→ Supplied passage
FOMO and Shiny Objects
These are strange times in which we live.
The last 12 months has produced a market environment unlike any we have ever seen.
The compression of market cycles has caused meaningful movements to happen quickly, and in all corners of the market.
For many, the last 365 days as an investor have produced many emotions: fear, greed, panic, anxiety, euphoria, information overload – but none more powerful than the fear of missing out, otherwise known to the kids as ‘FOMO.’ And boy oh boy is that one powerful. FOMO is the close cousin of ‘regret aversion,’ a clinical behavioral bias that can wreak havoc on a financial plan if left unchecked.
The reality is that it is been very difficult for nearly anyone, investing in nearly anything, to lose money since roughly May 1st of 2020.
Bitcoin? You bet, up 447% since 5/1/20.
Pokémon cards? Essentially gold-plated paper at this point, with 2020 bringing about a sale of one card for over $200,000.
NFT’s (non-fungible tokens)? Of course. NBA’s product ‘Top Shot’ lets investors buy the ‘digital rights’ to specific video clips of prominent moments in NBA history. This clip of a thunderous LeBron James dunk fetched over $200,000 as well in a recent auction. Resale value is expected to be 2x or 3x in a few months.
There are seemingly endless ways that ‘other people’ are making gobs of money during arguably one of the most tumultuous economic periods in our lifetimes. With that feeling of missing out, our likelihood of making decisions that are outside of our expertise and/or not in line with our overall investment strategy skyrockets. We are blinded by the shiny objects.
With attention spans devolving each day & inching closer and closer to resembling that of a squirrel, it has become increasingly tempting to stray from the course or the path we have laid out for ourselves – time tested and risk mitigating investing strategies that lead to building wealth over a lifetime of good habits and positive annual returns. Casting their stated strategies aside to chase the ‘home-run’ potential of one investment, hoping for miracle returns on things they don’t understand but expect to come through, ‘dollar-drunk’ watching internet people tell tales of quick riches that may or may not be true.
In time like these, the best thing we can do is … breathe.

→ Exercise tasks
- a) Reproduce the portion of the FOMO piece that begins at "For many, the" and ends after "447% since 5/1/20.".
- b) Summarize the FOMO piece in two sentences.
- c) According to the FOMO piece, how much has Bitcoin risen since 5/1/20?

→ Information provided
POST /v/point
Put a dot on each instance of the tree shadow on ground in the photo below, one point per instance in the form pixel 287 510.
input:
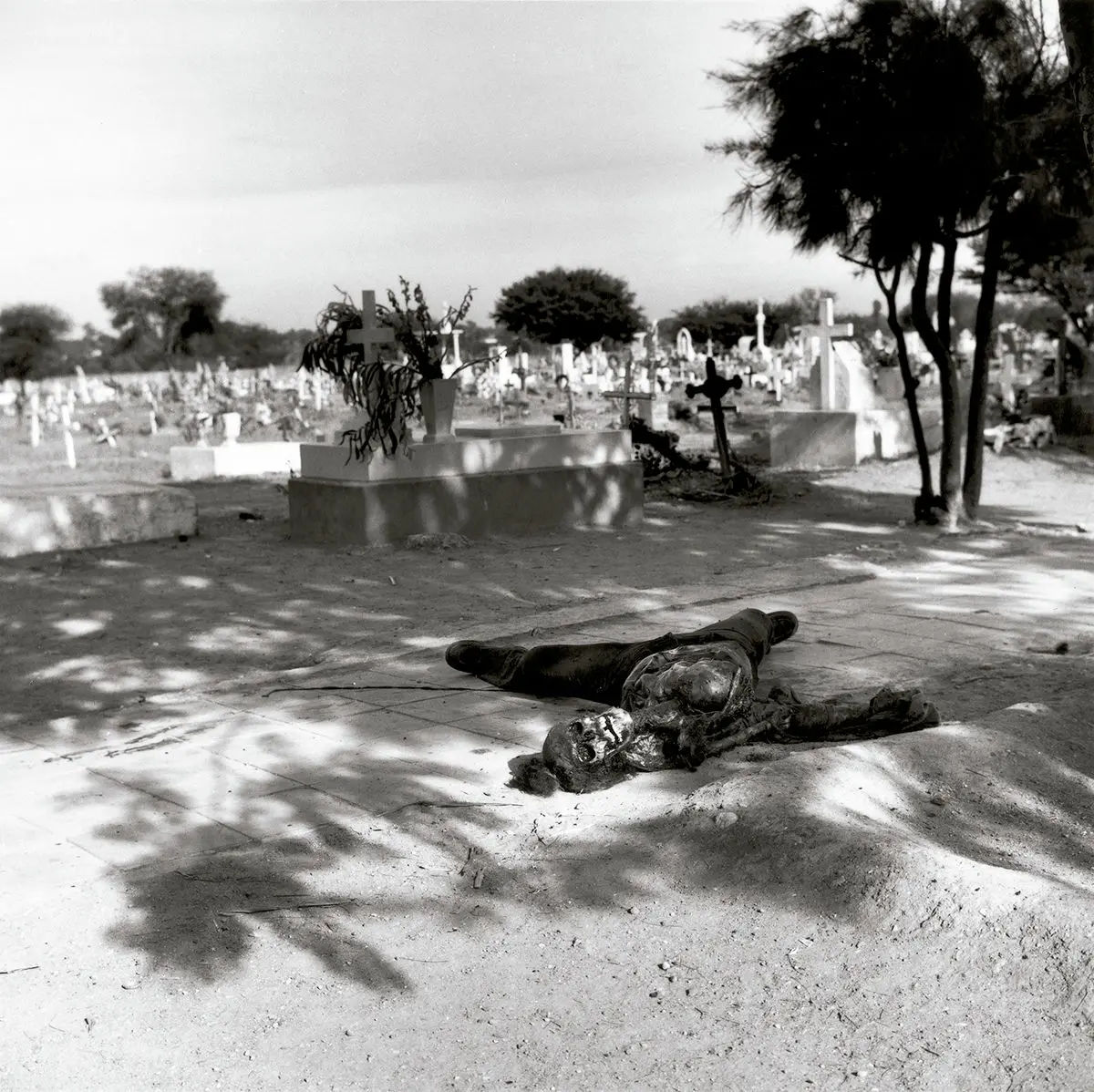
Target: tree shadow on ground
pixel 223 806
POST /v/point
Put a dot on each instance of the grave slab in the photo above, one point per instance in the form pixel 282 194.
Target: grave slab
pixel 837 438
pixel 504 431
pixel 80 517
pixel 479 506
pixel 469 455
pixel 234 460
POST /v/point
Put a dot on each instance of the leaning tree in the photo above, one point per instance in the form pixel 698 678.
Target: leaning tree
pixel 163 311
pixel 30 335
pixel 894 131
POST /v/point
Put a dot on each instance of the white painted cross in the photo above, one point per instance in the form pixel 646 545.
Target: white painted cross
pixel 370 335
pixel 825 331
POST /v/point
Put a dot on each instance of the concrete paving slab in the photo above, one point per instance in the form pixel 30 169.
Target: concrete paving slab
pixel 190 776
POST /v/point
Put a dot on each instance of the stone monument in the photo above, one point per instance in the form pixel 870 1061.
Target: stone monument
pixel 849 419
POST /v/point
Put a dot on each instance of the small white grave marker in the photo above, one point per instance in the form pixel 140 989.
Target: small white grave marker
pixel 69 444
pixel 370 335
pixel 825 331
pixel 36 420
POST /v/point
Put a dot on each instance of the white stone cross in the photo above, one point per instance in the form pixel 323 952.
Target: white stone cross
pixel 825 331
pixel 370 335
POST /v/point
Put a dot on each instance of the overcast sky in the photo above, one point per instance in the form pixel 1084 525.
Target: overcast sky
pixel 293 147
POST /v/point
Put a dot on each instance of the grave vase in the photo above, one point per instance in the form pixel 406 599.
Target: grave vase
pixel 438 408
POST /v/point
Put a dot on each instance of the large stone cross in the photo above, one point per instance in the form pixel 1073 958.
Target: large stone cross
pixel 825 331
pixel 370 335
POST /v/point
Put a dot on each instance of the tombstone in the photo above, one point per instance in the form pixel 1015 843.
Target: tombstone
pixel 36 419
pixel 566 362
pixel 832 387
pixel 685 348
pixel 851 420
pixel 503 367
pixel 775 375
pixel 69 444
pixel 715 387
pixel 233 425
pixel 81 382
pixel 1006 381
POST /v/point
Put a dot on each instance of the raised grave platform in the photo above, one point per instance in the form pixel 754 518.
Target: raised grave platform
pixel 829 438
pixel 235 460
pixel 470 485
pixel 79 517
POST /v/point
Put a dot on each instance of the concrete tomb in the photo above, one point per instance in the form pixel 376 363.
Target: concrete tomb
pixel 39 519
pixel 849 419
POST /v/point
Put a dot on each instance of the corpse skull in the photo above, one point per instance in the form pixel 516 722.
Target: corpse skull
pixel 589 740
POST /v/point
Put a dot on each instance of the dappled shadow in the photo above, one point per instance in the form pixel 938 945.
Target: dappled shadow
pixel 151 678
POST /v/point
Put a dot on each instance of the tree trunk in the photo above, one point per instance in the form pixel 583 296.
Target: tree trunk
pixel 982 356
pixel 1077 26
pixel 927 498
pixel 945 283
pixel 950 462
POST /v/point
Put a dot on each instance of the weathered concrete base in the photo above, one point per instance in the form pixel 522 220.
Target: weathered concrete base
pixel 507 431
pixel 468 455
pixel 473 504
pixel 234 460
pixel 1072 414
pixel 836 438
pixel 36 520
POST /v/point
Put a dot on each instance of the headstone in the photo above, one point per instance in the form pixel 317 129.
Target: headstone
pixel 1006 381
pixel 233 424
pixel 685 348
pixel 81 382
pixel 69 444
pixel 566 353
pixel 716 387
pixel 370 335
pixel 36 420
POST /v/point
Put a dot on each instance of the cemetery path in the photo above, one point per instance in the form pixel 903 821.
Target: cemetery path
pixel 214 882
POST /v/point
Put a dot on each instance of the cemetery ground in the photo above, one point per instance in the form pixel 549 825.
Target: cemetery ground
pixel 245 846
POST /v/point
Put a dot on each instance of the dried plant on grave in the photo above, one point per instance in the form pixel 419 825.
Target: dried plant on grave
pixel 418 334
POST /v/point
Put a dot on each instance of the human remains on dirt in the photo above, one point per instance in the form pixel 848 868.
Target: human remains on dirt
pixel 676 700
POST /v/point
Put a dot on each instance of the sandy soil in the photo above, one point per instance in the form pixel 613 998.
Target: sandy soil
pixel 907 913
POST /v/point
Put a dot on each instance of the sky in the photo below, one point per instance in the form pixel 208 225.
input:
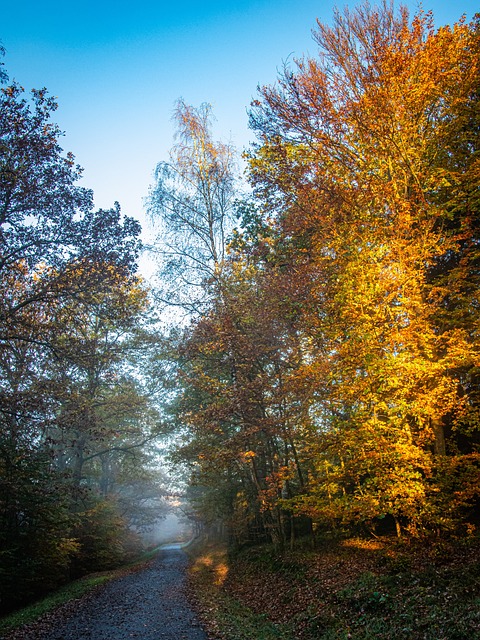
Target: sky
pixel 118 68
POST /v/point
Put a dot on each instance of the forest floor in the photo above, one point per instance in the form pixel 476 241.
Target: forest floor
pixel 344 590
pixel 149 603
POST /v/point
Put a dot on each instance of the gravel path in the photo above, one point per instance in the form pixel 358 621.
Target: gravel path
pixel 149 604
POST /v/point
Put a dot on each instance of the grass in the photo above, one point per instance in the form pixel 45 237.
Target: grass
pixel 345 590
pixel 224 615
pixel 68 593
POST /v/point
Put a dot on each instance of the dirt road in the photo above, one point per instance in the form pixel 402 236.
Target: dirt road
pixel 149 604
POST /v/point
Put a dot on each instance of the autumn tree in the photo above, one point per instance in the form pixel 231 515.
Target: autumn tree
pixel 192 204
pixel 360 163
pixel 69 295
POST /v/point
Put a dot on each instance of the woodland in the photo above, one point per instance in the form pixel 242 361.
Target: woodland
pixel 310 347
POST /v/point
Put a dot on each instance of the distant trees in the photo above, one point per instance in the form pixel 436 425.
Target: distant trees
pixel 70 409
pixel 335 375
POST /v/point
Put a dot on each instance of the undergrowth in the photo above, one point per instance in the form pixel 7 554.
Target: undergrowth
pixel 345 590
pixel 66 594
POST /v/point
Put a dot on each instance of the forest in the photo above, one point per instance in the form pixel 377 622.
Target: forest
pixel 310 345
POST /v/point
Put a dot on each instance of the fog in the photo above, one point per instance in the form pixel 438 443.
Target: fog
pixel 175 527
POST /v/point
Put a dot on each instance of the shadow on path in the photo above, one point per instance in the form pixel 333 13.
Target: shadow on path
pixel 150 604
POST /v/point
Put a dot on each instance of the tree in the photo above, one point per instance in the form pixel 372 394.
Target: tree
pixel 64 269
pixel 192 201
pixel 362 155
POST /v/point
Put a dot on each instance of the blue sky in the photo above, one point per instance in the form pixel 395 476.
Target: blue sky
pixel 118 68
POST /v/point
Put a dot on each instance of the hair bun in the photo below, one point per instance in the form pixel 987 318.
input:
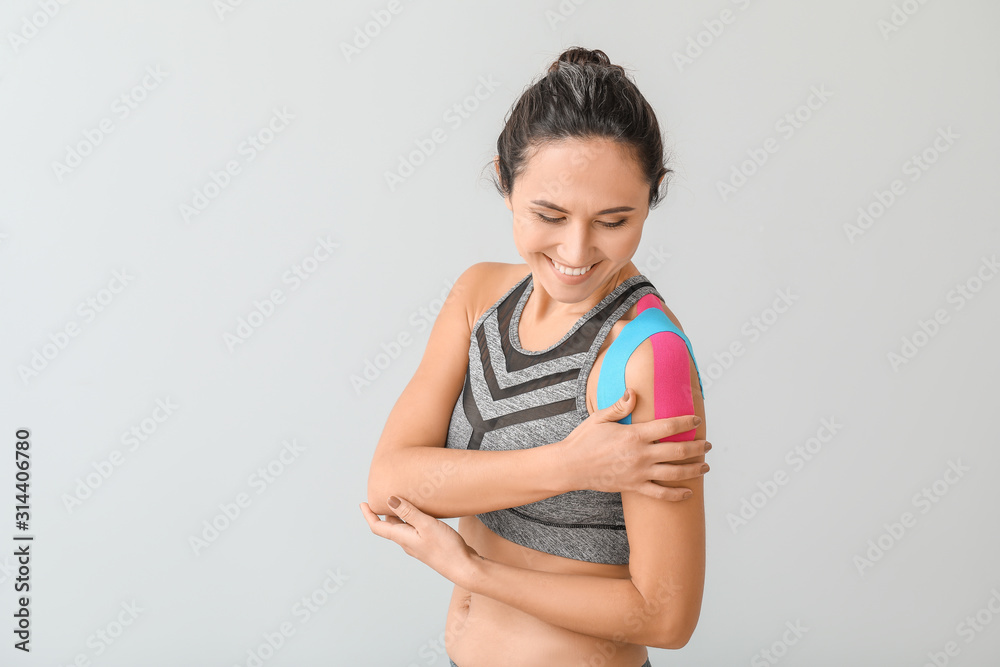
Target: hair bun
pixel 580 56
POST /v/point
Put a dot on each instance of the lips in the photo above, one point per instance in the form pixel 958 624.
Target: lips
pixel 557 265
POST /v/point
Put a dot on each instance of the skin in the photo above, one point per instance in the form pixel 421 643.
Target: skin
pixel 517 606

→ Answers to the exercise
- a)
For many, the last 365 days as an investor have produced many emotions: fear, greed, panic, anxiety, euphoria, information overload – but none more powerful than the fear of missing out, otherwise known to the kids as ‘FOMO.’ And boy oh boy is that one powerful. FOMO is the close cousin of ‘regret aversion,’ a clinical behavioral bias that can wreak havoc on a financial plan if left unchecked.
The reality is that it is been very difficult for nearly anyone, investing in nearly anything, to lose money since roughly May 1st of 2020.
Bitcoin? You bet, up 447% since 5/1/20.

- b) The past year has produced an unusual market in which nearly any investment, from Bitcoin to Pokémon cards to NFTs, has made money since about May 1, 2020, and fear of missing out has been the most powerful emotion it has stirred. That feeling tempts investors to abandon time-tested strategies and chase returns on things they don't understand, and the best response is to breathe.

- c) 447%